# The task:
Put the lines of the entries below into a numbered list, beginning at the line that contains "Produce the exact" and stopping after the line that contains "positive clicks: (541, 74) (522, 75)", with both of those lines included. Leave out any blank lines and include no other lines.

━━ Materials provided

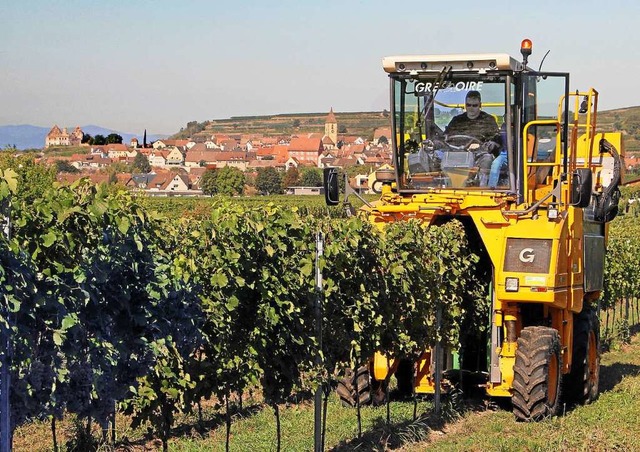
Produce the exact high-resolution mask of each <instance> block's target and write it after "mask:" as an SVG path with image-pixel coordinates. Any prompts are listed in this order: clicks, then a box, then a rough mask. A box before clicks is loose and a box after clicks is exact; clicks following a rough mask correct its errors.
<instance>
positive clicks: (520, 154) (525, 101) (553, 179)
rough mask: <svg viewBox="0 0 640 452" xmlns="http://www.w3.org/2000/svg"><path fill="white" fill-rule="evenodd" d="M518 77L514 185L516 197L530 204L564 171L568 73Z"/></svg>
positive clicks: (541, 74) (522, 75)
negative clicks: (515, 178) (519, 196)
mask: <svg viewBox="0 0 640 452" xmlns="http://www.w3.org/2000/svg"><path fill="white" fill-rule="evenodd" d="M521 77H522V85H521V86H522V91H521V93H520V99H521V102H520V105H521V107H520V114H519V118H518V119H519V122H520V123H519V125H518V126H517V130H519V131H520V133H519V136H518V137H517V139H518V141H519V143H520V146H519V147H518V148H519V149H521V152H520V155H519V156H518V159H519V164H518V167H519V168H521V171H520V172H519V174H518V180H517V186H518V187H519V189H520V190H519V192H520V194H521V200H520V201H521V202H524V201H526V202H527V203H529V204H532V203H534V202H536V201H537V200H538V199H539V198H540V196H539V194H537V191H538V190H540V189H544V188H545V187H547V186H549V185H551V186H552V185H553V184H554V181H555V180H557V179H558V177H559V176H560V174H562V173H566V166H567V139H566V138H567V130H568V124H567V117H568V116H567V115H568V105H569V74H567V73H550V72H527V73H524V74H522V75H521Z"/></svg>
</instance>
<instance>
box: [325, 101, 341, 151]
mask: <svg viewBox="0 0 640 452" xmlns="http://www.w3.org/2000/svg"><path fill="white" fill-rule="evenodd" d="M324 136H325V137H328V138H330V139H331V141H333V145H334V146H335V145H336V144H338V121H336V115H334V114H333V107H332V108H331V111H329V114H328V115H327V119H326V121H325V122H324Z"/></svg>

━━━━
━━ Materials provided

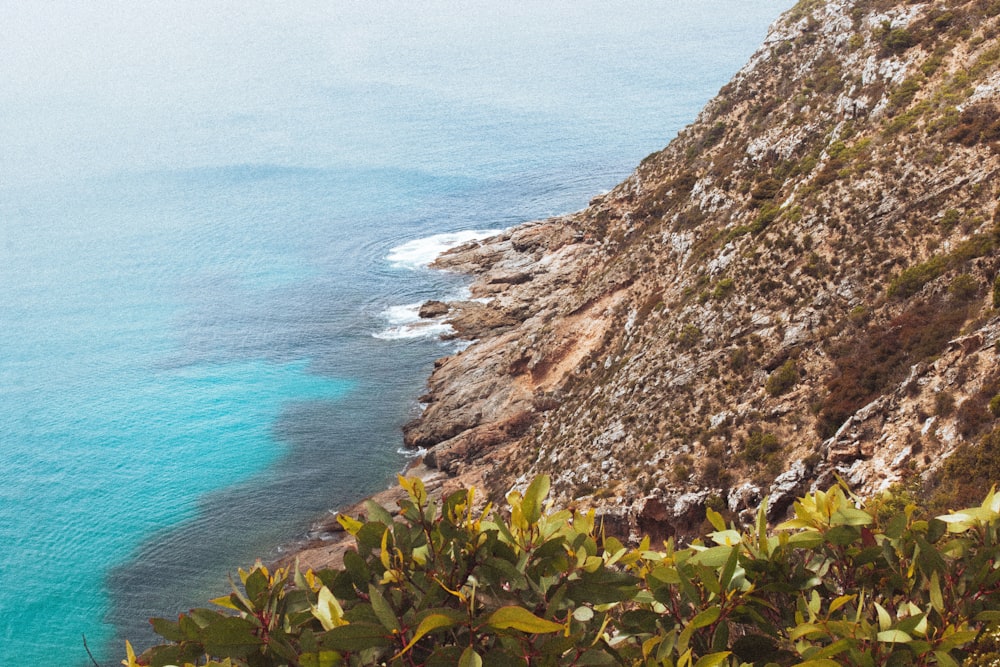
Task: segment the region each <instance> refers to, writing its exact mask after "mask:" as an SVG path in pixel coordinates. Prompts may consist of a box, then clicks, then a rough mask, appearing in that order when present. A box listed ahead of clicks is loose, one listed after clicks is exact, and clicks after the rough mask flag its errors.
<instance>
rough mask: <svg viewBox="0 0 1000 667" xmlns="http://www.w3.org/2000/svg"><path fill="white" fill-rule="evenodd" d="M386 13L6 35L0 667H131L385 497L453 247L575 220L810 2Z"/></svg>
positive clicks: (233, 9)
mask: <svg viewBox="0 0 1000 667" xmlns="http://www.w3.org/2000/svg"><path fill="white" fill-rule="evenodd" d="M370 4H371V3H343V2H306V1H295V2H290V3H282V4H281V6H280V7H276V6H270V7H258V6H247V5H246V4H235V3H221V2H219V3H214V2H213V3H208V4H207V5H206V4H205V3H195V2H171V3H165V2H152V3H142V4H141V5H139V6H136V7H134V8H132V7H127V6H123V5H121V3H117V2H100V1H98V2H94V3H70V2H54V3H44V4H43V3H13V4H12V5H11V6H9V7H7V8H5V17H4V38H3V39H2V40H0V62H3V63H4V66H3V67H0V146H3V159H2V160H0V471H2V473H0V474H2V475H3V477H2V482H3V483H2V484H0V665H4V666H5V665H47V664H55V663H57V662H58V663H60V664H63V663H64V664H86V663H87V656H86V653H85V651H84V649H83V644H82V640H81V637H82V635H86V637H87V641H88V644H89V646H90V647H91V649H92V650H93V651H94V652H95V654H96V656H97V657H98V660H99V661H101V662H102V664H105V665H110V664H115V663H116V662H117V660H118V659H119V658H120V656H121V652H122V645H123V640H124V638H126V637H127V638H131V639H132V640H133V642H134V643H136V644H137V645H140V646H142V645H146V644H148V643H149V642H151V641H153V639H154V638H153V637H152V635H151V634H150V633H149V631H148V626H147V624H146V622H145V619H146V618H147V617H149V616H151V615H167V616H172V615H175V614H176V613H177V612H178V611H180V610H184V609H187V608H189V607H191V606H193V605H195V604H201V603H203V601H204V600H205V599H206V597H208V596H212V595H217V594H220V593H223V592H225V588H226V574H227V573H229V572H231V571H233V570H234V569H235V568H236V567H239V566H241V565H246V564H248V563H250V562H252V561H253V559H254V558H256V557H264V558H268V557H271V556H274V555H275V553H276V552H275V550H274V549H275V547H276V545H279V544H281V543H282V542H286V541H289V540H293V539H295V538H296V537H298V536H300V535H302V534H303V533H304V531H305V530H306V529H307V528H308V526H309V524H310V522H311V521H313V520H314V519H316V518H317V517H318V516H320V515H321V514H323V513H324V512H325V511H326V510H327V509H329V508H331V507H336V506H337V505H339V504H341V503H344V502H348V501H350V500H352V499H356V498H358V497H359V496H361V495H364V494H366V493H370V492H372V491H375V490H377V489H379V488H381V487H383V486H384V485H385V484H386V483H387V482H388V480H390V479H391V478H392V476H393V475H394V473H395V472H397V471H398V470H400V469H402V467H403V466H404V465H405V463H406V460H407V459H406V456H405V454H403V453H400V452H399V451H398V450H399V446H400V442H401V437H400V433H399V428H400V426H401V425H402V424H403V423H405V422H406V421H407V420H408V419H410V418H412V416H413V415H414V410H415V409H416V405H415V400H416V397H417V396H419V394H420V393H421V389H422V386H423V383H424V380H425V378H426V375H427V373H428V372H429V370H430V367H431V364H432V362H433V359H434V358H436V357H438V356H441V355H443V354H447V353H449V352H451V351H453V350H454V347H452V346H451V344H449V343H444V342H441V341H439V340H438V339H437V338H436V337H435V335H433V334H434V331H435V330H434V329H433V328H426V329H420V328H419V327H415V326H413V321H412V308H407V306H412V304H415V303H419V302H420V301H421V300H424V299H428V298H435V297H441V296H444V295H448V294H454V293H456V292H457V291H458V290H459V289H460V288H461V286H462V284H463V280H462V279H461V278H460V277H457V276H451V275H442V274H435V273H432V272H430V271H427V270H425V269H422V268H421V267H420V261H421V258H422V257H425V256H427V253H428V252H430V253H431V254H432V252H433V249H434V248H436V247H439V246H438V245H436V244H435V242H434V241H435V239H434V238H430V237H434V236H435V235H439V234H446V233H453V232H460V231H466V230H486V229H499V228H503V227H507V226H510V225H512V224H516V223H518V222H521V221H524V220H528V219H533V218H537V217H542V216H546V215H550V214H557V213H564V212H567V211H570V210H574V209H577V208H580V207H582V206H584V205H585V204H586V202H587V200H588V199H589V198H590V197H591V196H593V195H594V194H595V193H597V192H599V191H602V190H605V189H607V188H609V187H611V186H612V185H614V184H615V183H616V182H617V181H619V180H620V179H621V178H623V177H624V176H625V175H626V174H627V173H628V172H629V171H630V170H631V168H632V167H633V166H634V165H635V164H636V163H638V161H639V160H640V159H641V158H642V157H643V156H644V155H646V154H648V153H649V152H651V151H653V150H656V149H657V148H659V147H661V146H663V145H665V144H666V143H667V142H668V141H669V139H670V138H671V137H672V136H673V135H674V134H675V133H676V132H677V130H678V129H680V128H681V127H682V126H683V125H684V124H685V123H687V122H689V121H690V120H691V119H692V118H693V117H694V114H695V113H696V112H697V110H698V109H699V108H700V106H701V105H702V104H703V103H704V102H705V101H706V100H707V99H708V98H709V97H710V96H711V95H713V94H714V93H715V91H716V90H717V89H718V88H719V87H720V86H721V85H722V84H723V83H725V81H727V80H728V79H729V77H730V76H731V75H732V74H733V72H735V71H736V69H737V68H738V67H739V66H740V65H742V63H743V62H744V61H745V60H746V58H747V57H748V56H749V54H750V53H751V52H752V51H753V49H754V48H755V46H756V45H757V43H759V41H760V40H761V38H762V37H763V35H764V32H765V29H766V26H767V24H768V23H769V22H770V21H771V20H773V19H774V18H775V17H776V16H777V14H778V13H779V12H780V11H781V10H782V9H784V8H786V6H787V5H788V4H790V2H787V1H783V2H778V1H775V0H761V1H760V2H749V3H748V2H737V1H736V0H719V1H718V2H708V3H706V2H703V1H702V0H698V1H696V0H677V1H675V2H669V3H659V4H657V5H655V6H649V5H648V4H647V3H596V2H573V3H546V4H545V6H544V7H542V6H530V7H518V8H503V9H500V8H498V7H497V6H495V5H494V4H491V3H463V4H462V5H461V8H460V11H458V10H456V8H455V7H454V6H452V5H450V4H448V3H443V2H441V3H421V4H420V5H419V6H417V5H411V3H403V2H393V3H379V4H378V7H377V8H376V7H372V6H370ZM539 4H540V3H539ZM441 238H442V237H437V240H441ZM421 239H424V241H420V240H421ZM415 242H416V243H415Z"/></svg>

━━━━
━━ Materials provided

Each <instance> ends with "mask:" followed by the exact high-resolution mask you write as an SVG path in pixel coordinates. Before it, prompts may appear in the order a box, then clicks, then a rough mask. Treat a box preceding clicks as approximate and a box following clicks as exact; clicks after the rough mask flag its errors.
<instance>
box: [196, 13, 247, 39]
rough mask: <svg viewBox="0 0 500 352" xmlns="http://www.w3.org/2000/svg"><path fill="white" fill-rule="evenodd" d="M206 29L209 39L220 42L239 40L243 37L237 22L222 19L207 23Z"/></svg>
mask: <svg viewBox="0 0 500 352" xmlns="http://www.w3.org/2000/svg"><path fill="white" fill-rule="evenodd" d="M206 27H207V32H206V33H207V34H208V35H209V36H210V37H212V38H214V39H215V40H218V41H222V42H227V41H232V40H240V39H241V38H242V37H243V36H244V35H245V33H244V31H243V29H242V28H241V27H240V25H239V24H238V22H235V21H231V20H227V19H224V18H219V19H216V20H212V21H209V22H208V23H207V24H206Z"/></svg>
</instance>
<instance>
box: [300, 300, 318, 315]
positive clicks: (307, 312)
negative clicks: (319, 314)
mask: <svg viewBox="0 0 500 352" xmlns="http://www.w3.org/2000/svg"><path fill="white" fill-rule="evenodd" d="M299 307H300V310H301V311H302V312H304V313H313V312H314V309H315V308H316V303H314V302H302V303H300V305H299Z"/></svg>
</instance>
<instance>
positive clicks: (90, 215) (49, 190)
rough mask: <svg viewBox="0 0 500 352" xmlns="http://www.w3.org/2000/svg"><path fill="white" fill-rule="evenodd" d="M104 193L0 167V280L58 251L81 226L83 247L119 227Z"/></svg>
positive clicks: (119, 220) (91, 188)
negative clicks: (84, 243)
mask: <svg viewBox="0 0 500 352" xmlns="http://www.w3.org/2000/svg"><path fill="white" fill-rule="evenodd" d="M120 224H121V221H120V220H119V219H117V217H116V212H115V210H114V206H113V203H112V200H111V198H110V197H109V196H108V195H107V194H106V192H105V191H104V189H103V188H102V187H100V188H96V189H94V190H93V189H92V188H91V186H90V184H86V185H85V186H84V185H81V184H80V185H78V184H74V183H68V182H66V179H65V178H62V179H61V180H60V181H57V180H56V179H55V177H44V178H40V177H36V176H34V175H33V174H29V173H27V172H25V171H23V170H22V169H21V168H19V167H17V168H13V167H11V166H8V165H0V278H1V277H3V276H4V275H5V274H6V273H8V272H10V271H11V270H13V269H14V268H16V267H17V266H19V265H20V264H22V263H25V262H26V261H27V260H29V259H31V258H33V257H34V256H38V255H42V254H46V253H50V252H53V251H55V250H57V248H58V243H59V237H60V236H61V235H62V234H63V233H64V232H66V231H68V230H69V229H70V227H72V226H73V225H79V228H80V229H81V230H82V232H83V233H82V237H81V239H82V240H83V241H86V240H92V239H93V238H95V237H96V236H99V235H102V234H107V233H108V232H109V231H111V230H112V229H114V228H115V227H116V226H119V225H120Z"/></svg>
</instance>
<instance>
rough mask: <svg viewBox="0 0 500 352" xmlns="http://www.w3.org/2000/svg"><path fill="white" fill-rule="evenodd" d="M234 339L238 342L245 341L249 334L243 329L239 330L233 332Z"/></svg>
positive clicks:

━━━━

# Output for this exercise:
1. Produce the exact high-resolution mask of each <instance> block's target and write it after "mask:" as an SVG path with image-pixel coordinates. Any prompts are listed in this order: clicks, then a box, then a rough mask. A box before clicks is loose and a box after clicks is exact; clicks following a rough mask correct its errors.
2. <instance>
3. positive clicks: (520, 154) (525, 101) (553, 179)
4. rough mask: <svg viewBox="0 0 640 452" xmlns="http://www.w3.org/2000/svg"><path fill="white" fill-rule="evenodd" d="M518 77L514 185L516 197L530 204L564 171L568 73Z"/></svg>
5. positive clicks: (541, 74) (522, 75)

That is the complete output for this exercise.